▸ Requirement:
In the records below, find the line containing "Thank you for the photo. Could you pin the dog's fur", then extract that line and all subsequent lines exactly, leaving out everything else.

▸ Input rows:
········
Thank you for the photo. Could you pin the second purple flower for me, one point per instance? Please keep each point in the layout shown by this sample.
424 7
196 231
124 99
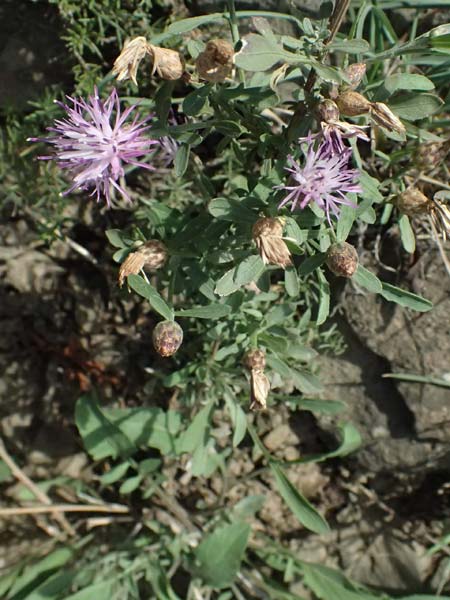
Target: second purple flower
324 179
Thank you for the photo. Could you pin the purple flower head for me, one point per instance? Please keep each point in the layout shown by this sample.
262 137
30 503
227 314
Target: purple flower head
93 145
324 179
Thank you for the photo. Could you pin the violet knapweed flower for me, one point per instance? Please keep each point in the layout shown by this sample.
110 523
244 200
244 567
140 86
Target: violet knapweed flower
93 145
324 179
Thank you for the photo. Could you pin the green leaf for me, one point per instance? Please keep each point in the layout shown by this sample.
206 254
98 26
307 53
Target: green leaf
368 280
302 509
407 81
196 434
354 46
101 437
147 291
211 311
99 591
311 263
407 234
345 223
182 159
250 269
186 25
415 106
419 379
291 282
220 553
405 298
116 238
328 584
38 571
261 53
196 100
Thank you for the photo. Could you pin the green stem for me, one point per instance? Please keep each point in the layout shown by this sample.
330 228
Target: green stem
232 19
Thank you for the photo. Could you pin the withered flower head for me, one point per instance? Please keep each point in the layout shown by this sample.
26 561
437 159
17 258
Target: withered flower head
167 338
127 63
412 202
169 64
216 61
355 73
352 103
260 387
383 116
267 233
255 359
153 254
328 111
342 259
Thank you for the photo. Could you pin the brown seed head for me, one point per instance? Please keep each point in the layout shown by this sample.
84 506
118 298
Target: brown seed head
328 111
412 202
260 387
383 116
215 63
169 64
167 338
355 73
267 234
255 359
127 63
153 254
352 103
342 259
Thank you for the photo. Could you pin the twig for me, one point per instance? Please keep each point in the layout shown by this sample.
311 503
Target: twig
62 508
33 488
440 247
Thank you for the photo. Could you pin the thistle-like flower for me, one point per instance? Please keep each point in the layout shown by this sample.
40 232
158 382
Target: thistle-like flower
324 180
93 146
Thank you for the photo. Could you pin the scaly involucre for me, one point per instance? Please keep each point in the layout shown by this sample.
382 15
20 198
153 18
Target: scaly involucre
324 180
96 140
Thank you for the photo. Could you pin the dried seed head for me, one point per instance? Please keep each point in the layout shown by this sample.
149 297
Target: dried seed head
169 64
328 111
383 116
412 202
153 254
260 387
355 73
342 259
216 61
352 103
167 338
127 63
267 234
255 359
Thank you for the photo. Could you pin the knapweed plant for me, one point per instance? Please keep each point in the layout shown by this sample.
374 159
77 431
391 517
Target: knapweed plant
246 168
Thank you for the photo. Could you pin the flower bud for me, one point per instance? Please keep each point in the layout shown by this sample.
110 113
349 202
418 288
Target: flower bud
352 103
328 111
167 337
152 254
355 73
216 61
267 234
127 63
255 359
412 202
383 116
169 64
342 259
260 387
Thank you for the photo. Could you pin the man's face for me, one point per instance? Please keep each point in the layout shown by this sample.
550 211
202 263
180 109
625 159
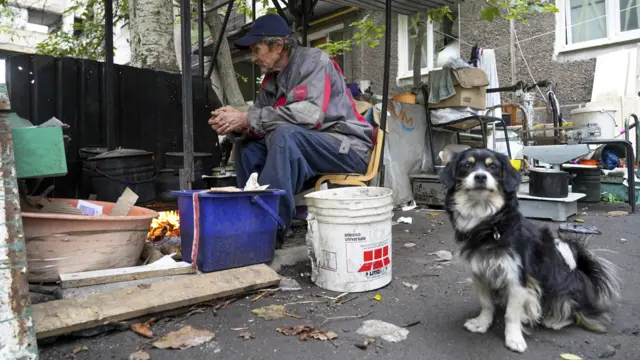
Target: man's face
266 57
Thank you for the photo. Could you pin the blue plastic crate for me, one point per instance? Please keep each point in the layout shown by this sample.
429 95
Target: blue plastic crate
236 229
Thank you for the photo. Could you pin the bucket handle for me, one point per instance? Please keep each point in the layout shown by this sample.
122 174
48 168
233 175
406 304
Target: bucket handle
155 175
270 211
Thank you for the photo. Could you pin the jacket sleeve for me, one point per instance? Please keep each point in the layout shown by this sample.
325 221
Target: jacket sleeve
306 102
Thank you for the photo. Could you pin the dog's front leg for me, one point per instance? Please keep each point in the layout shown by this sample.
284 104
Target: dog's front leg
514 340
482 322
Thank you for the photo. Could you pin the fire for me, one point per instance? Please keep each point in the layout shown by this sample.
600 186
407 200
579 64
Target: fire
167 224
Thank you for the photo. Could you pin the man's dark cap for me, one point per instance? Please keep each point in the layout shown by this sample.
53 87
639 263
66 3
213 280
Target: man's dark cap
270 25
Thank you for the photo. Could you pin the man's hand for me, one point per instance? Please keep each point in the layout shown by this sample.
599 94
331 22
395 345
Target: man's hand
228 119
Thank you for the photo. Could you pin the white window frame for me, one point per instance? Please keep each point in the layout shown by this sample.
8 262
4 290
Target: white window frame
614 35
403 49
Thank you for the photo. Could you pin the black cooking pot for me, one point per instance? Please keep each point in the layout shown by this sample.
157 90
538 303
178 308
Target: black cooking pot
549 183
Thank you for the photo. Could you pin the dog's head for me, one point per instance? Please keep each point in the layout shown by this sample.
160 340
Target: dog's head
480 172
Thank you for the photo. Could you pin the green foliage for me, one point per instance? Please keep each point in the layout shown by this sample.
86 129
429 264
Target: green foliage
242 8
517 10
89 44
368 33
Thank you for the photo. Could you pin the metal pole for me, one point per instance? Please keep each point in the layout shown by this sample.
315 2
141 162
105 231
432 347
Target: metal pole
17 333
108 74
385 84
220 37
305 22
512 53
186 176
201 40
253 66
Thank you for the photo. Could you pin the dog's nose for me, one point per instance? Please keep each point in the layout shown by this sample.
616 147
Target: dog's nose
480 177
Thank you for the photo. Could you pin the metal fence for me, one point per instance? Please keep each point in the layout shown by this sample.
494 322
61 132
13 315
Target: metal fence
147 107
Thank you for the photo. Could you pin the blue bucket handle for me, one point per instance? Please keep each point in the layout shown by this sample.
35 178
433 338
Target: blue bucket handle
273 214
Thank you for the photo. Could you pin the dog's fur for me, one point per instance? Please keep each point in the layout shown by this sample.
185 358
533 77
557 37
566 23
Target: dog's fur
539 278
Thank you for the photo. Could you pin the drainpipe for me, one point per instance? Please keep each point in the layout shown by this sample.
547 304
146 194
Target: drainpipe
17 332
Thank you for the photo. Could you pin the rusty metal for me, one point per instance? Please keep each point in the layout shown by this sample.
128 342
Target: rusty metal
17 332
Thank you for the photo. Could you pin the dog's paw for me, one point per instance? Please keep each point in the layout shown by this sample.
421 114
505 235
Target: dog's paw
478 324
516 342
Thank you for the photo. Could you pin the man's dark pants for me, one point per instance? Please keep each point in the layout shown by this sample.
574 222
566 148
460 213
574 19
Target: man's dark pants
288 157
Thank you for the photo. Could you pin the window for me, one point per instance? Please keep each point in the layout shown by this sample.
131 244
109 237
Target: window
334 33
590 23
437 36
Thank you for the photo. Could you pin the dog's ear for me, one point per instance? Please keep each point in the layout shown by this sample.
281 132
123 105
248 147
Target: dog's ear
448 174
510 176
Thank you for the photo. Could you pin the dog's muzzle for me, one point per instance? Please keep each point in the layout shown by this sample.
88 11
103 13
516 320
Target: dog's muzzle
480 180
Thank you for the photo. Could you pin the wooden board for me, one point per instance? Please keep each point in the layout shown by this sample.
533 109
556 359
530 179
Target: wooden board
64 316
97 277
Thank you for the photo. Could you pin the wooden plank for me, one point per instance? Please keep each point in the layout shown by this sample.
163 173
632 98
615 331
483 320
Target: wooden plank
63 316
97 277
69 293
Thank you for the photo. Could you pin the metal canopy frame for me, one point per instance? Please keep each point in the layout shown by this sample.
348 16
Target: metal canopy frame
406 7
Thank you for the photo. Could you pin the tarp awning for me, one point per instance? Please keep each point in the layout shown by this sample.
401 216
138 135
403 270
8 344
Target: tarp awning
404 7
········
▸ Finished answer:
Thank you for the photo. Could you pin the dog's fur for me, one point per instance? Please keep each point in the layout shown by this sample.
185 358
533 77
557 37
566 23
Target: dog's fur
539 278
Thank you for the photo. Could you pin the drainpipe for me, one point per instance? Please keep each point in the layout shown by this sample.
547 304
146 194
Target: drainpipe
17 332
Thank you for the photo. Could you pin the rusty metal for me, one point per instance? Please keep each point in the layout shown by this sample.
128 342
Target: rusty metal
17 332
Thank you for the photo. Could you pin the dog's paw for me, one point per instance? Please keep each point in the layout shown by this sample.
421 114
505 235
Target: dog's paw
478 324
516 342
Thank you for the photo. Could you pin the man's dark pants for me, one point per instance? Please keep each point in the layout shown by this sample.
574 222
566 148
460 213
574 19
Target: man's dark pants
288 157
Thank you for the photo. Could you pin the window for me, one point per instance? Please keep each point in the layout shown by this sample.
131 244
109 237
Target: window
334 33
590 23
437 36
Thank you for the photo. Could you pin the dog's ear for me, one point per instance? Please keep each point in the layout shown by this sample.
281 132
123 105
248 147
Target: dog's ear
448 174
510 176
Thank you for the photo. Could you pin the dog's muzzle for me, one point per instance? Please keep each point in the layout shown by this sample.
88 11
103 13
516 320
Target: dog's muzzle
480 180
Thank you for the photo. Could you pin the wooden board for me, one point per instance? Please keep each point in the layout shown by this sample.
533 109
556 359
530 179
Target: wooden board
64 316
97 277
Thank you for the photo. Could you pin the wooden plank for me, one point per instance? Please keep each point in the layout shown by this sample.
163 173
632 98
615 331
483 320
Target: wooden plank
63 316
97 277
69 293
Thank you for the photo. Could you pin the metal canopy frame for me, one point per instance? Please keep each point in the layout shown by this sample.
348 16
Target: metal canopy frame
406 7
Thank you for the photo. Could you pin the tarp awning for me, one point per instance? Please keep each point in the layout shown by this sample.
401 216
138 135
403 270
8 344
Target: tarp awning
404 7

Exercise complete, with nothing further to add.